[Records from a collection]

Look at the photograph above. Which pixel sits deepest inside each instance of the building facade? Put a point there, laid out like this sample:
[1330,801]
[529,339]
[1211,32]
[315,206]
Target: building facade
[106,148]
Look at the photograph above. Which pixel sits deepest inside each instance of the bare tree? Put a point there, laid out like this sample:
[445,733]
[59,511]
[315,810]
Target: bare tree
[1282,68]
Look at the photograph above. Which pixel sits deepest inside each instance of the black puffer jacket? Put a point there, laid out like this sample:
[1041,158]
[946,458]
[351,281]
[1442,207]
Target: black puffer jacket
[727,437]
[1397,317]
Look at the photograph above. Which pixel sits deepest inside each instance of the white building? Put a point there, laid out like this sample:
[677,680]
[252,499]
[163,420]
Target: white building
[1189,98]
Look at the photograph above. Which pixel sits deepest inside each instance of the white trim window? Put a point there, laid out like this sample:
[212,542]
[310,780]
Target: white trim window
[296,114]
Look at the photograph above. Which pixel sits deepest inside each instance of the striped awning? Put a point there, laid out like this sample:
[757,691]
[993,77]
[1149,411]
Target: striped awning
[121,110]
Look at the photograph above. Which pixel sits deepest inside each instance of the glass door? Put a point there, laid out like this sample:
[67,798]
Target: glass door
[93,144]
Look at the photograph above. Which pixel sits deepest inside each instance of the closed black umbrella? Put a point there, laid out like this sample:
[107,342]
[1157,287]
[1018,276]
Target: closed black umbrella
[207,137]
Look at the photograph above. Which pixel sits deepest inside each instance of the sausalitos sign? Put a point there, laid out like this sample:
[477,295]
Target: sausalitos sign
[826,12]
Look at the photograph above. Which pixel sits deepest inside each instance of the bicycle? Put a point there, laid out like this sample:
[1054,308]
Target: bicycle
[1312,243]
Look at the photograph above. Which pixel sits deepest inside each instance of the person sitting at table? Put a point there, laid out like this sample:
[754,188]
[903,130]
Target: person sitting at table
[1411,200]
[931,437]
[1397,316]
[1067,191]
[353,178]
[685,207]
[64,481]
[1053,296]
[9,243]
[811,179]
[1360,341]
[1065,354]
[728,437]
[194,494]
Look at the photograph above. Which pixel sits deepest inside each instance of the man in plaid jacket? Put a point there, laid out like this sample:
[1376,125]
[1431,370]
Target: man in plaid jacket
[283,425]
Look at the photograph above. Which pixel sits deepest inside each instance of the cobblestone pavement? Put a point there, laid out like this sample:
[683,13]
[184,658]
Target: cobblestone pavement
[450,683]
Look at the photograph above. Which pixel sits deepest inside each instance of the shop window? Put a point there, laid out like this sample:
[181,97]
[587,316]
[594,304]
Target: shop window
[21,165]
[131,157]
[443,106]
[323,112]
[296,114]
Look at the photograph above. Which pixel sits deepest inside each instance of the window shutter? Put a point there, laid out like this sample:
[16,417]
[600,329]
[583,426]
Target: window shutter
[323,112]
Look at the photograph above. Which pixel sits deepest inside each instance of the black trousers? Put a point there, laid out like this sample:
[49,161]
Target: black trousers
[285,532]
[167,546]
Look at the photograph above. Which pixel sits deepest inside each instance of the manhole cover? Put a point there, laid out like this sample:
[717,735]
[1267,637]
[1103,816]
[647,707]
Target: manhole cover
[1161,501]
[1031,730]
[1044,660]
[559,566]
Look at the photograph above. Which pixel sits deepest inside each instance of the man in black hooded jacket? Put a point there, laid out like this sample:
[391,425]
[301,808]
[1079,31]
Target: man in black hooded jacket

* PROBLEM STATEMENT
Quote each line above in full, word for word.

* RESULT FOR THIS EXERCISE
Look at the photograph above. Which pixel sits deepest inside each instance of the building facade? Put a point there, laid out like this sample:
[1330,801]
[529,339]
[1211,32]
[315,206]
Target: building facade
[106,148]
Look at the photograph above. Which pixel sits deepest inside each instance of the bare tree? Put a point there, laid out like this sample:
[445,733]
[59,511]
[315,810]
Target: bare tree
[1282,68]
Look at the photograph above. Which pixel sits deepest inside each instance of the black puffer jacket? Put a point there, laid out like this sample:
[1041,158]
[946,458]
[351,281]
[1442,207]
Target: black puffer jacket
[727,437]
[1397,317]
Look at the photograph above. Which pixel sits deepest inside each instance of the white building? Put a point there, laid out like this sample:
[677,680]
[252,499]
[163,420]
Target: white building
[1189,98]
Look at the photograph above. Which pixel sits deepest inside each instance of the white trim window? Put a point there, laid out like this sample:
[212,542]
[310,780]
Target: white trim window
[296,114]
Look at the photograph above. Which pixel sits deepest inside each instance of the striped awning? Put a point there, laid out like this sample:
[757,691]
[993,77]
[1149,411]
Target: striped awning
[121,110]
Look at the photograph above. Which pixel sits deepest inside each instance of the glass door? Put a point there, laid out like this sample:
[67,798]
Target: glass door
[93,144]
Look at the photograph above. Which pixel sits deepest inside each instance of the closed black umbrella? Put a point there, laid out like this sample:
[107,342]
[1157,287]
[1018,276]
Target: closed black umbrella
[207,137]
Look at the photograph above. Which pixel sits deepest inside each instance of the sausalitos sign? Put a point there, laid out like this sample:
[477,295]
Target: sausalitos sign
[826,12]
Look at the photograph above. Which pixel sits deepest inside each instance of the bicycle? Put a point there, laid out like this sample:
[1054,308]
Target: bicycle
[1312,243]
Look at the photograph above. Which pixel sits deepest inside each instance of the person sitting at table? Put a point there, laid out like this sample:
[754,188]
[903,130]
Target: person sitting at table
[1411,200]
[931,437]
[1397,316]
[1067,191]
[353,178]
[685,207]
[64,481]
[1053,296]
[9,243]
[811,179]
[1360,341]
[1065,354]
[728,437]
[194,494]
Look at the photograph above. Which pixel sits deepest inside each instance of the man in plaid jacket? Put a point there, laid out like this sample:
[1376,125]
[1431,370]
Target: man in plaid jacket
[283,425]
Look at the photograph above. Which pixel sits deepest inside each instance of the cobblestone pavement? Put a point there, laid out like this sample:
[683,13]
[184,658]
Target: cobblestone pavement
[450,683]
Look at the photograph above. Which pixel sits deepest inside each instance of the shop window? Put a point there, laid out like this sample:
[181,97]
[587,316]
[594,304]
Target: shop window
[21,165]
[131,157]
[443,106]
[323,112]
[296,114]
Look at the photograph above. Which pixel sits deepest inside each instance of the window shutter? Put a point there, laid out like this sample:
[16,417]
[600,329]
[583,426]
Target: window shutter
[323,112]
Look at the photograph above. Which pixel sits deepest inside each instance of the black trousers? Put a point there, laid out like this sample:
[49,161]
Target: black trousers
[285,532]
[167,546]
Look at the photograph above. Which pixel sits deepest inside each instance of the manhole cover? Put a point there, laid out like this sample:
[717,735]
[1267,637]
[1103,816]
[647,707]
Target: manhole cover
[1161,501]
[1031,730]
[1044,660]
[559,566]
Look at the photograph above. Which pixel sits deepest inside each instance of the man in black hooded jacket? Put a point there, laid out like this sample:
[391,425]
[301,808]
[1079,31]
Target: man in black hooded jacket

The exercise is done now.